(Exercise material Opens)
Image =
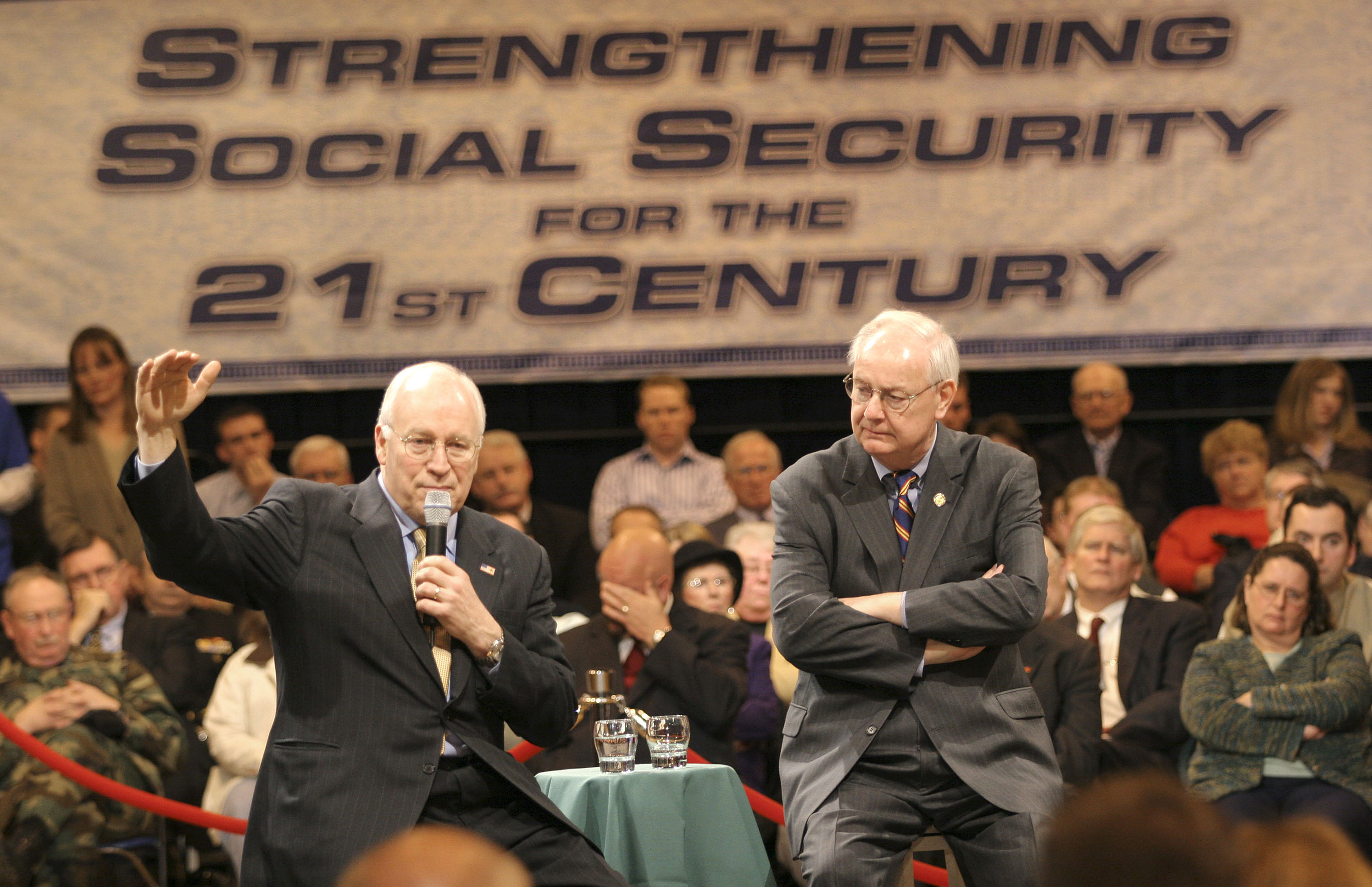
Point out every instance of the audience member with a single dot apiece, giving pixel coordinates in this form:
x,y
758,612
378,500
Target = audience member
x,y
31,536
1005,430
18,479
1316,419
1281,481
1101,401
959,412
1300,852
1145,643
752,462
667,657
238,723
1139,830
246,447
99,709
323,460
1281,713
1320,520
437,856
754,543
1065,672
634,516
504,476
1235,457
667,473
84,460
708,579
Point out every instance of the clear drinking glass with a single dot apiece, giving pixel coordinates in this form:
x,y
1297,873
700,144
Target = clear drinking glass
x,y
615,745
667,739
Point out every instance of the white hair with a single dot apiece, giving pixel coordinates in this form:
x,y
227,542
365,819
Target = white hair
x,y
943,350
762,531
317,444
387,413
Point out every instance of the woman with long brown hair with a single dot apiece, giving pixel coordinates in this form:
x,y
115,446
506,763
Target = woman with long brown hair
x,y
1315,417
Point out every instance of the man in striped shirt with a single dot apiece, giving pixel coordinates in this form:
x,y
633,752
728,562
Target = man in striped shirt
x,y
667,473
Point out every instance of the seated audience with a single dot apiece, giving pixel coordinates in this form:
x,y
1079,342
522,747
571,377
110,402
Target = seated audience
x,y
1005,430
437,856
1316,419
101,709
1281,713
1065,672
632,517
1319,518
1235,458
667,473
31,536
1279,483
1300,852
752,462
959,412
246,449
1142,830
708,579
80,497
1101,401
754,545
503,480
323,460
667,657
1145,643
238,723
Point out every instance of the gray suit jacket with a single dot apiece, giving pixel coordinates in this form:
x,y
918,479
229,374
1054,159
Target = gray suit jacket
x,y
836,539
361,716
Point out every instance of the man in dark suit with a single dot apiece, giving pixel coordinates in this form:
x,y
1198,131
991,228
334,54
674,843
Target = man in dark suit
x,y
1065,671
900,604
1145,643
1101,401
669,658
382,723
503,479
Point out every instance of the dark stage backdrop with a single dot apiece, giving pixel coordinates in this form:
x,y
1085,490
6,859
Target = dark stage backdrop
x,y
574,428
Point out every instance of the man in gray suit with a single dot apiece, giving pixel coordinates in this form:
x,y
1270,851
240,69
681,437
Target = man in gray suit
x,y
900,601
(Exercise material Closes)
**Work to complete**
Working from the records above, write out verbatim only the lines from the line containing "Point out every instance of the clear" through the line containing "Point out every instance of the gray".

**Written reply**
Point out every instance of the clear drinking glass with a single dot apiece, giving pixel coordinates in this form:
x,y
1297,873
700,144
Target = clear drinking glass
x,y
615,745
667,739
Point out every instance of the white hair with a single dot apiece, giving pixel coordinates in this form:
x,y
227,542
365,819
Target = white hair
x,y
943,350
762,531
317,444
387,413
Point out every instance of the woman with long brown hair with a single dot apiece, giving pixel coordinates in this form:
x,y
115,446
506,763
Target = woman with long brown hair
x,y
1315,417
Point out every instance of the man in striped shirt with a single dot apiece, giving pixel coordinates in this form:
x,y
633,752
728,562
Target = man in striped shirt
x,y
667,473
Point out every instance of the seated audience with a single dot apiece, giving pixel coordinates in this form:
x,y
1079,342
522,747
571,377
110,402
Target = seated audience
x,y
1005,430
437,856
1316,419
101,709
1281,713
1065,672
632,517
1319,518
1235,458
667,473
31,536
1279,483
1300,852
752,462
959,412
246,449
1142,830
708,579
80,497
1101,401
754,545
503,480
323,460
667,657
1145,643
238,723
Point out every instance of the gray suit jacket with a single dot apiece, giving pixel coordinates in this form:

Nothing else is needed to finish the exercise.